Starting from the line containing "If you could pin the colorful", write out every remaining line exactly, the last one included.
== Provided data
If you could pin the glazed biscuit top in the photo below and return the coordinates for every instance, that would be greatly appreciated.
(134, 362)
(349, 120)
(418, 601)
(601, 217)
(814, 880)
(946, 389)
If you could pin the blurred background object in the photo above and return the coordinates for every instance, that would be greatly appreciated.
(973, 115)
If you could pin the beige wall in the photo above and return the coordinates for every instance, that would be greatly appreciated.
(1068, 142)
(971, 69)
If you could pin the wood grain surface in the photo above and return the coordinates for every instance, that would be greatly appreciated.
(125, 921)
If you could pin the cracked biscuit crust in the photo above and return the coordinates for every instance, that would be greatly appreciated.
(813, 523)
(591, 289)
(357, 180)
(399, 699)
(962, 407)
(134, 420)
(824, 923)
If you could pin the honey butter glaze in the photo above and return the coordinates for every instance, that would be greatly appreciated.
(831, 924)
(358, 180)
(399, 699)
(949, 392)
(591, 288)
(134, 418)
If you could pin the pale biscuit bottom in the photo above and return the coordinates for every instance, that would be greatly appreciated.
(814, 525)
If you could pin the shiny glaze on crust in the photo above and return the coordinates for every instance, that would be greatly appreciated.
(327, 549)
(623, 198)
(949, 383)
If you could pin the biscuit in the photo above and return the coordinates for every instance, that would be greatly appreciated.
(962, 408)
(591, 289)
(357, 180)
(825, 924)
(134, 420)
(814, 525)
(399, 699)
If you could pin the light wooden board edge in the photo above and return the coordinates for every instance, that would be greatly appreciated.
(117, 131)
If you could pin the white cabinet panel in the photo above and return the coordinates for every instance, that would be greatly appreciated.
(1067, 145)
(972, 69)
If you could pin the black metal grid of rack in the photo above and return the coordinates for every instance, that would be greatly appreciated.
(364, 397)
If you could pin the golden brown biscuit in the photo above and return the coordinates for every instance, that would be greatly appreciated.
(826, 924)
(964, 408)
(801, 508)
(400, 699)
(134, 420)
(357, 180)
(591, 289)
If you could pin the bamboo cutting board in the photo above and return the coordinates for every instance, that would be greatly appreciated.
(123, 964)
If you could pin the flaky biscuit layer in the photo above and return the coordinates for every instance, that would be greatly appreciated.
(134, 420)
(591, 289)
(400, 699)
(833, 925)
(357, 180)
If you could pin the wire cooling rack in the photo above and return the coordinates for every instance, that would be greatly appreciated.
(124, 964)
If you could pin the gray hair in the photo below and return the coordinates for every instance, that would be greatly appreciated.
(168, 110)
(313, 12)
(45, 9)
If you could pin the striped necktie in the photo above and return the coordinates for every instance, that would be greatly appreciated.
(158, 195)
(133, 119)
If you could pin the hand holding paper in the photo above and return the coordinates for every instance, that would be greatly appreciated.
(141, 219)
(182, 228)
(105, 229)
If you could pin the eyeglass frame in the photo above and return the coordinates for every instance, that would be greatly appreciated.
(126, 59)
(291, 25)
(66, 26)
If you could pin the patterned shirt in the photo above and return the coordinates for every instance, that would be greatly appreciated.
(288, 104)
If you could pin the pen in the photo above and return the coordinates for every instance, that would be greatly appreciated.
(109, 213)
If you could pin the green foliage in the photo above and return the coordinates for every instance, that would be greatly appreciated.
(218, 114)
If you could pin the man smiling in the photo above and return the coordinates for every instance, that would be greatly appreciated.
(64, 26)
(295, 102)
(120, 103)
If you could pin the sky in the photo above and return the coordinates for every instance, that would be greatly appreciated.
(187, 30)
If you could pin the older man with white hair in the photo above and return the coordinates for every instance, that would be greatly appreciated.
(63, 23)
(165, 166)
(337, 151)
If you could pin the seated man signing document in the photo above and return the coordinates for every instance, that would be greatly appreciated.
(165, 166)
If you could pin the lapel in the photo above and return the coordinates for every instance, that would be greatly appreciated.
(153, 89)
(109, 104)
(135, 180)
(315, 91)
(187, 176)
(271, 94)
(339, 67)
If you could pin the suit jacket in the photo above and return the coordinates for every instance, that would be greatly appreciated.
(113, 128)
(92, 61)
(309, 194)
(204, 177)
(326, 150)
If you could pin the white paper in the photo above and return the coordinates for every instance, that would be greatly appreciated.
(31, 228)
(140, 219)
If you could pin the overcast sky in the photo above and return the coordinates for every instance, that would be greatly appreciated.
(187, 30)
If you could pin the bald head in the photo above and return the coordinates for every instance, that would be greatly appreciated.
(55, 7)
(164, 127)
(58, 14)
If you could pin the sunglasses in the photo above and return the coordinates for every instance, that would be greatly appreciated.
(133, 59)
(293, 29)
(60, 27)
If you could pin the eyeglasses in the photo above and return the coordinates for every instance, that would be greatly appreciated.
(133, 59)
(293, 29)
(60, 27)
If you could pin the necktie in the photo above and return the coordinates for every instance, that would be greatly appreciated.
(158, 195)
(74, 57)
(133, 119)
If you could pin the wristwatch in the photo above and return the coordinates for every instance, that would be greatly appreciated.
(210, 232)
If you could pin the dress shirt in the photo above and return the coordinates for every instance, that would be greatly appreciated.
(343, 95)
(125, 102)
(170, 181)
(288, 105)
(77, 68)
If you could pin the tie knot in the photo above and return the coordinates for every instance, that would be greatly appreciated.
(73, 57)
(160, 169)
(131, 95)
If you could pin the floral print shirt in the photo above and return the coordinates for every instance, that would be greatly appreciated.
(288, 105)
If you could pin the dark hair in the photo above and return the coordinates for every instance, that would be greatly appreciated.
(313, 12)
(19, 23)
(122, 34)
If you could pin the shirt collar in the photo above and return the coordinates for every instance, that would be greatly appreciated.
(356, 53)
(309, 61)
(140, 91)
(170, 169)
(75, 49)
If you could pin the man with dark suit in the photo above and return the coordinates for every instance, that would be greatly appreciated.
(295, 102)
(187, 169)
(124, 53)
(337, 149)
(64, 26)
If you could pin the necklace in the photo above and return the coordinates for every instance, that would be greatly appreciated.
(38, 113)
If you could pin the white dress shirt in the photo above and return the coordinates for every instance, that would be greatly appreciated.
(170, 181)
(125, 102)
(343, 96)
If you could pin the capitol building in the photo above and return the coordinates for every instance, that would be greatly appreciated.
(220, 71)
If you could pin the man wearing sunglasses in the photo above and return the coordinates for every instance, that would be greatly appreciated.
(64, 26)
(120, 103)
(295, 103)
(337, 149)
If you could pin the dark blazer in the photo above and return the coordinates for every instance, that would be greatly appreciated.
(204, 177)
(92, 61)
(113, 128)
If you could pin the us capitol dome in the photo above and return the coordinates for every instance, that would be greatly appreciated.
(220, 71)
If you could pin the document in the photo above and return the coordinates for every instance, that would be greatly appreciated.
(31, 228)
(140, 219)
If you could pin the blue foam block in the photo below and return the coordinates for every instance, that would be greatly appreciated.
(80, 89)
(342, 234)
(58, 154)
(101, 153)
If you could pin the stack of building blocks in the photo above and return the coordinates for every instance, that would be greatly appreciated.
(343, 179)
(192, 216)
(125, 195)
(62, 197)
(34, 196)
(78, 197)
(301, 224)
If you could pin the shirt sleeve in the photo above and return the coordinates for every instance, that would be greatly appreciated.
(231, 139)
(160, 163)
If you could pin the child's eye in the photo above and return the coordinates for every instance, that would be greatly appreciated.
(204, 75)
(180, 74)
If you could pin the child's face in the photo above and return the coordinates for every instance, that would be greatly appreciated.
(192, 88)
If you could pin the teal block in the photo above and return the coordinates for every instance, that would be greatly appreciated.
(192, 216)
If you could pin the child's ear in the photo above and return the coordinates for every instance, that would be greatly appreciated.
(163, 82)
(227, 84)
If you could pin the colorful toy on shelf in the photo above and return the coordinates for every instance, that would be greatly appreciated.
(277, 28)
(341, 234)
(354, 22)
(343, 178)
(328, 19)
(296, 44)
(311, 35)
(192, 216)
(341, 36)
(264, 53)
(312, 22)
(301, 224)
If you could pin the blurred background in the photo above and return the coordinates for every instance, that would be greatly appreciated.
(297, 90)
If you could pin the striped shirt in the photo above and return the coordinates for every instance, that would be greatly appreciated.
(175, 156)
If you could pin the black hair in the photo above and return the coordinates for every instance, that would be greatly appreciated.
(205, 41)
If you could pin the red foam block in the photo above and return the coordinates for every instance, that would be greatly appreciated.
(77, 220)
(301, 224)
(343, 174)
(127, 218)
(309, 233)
====
● **Reply to the exercise**
If you could pin the colorful toy on shelf in the photo above and return the coordinates for every instance, that would be greatly appreciated.
(277, 28)
(341, 234)
(354, 22)
(343, 178)
(328, 19)
(296, 44)
(311, 35)
(192, 216)
(341, 36)
(264, 53)
(312, 22)
(301, 224)
If you could pin the blurred background in the photo above and return the coordinates for every instance, that would be greatly appreciated.
(297, 90)
If you could pin the striped shirt in the photo above and return the coordinates for every instance, that would be greatly appreciated.
(175, 156)
If you could pin the black hair in the photo above and return the coordinates for every instance, that would be greatly appreciated.
(205, 41)
If you could pin the red foam block in the photo above and return the coordinates for every instance, that would be greatly appreciated.
(77, 220)
(301, 224)
(343, 174)
(127, 218)
(309, 233)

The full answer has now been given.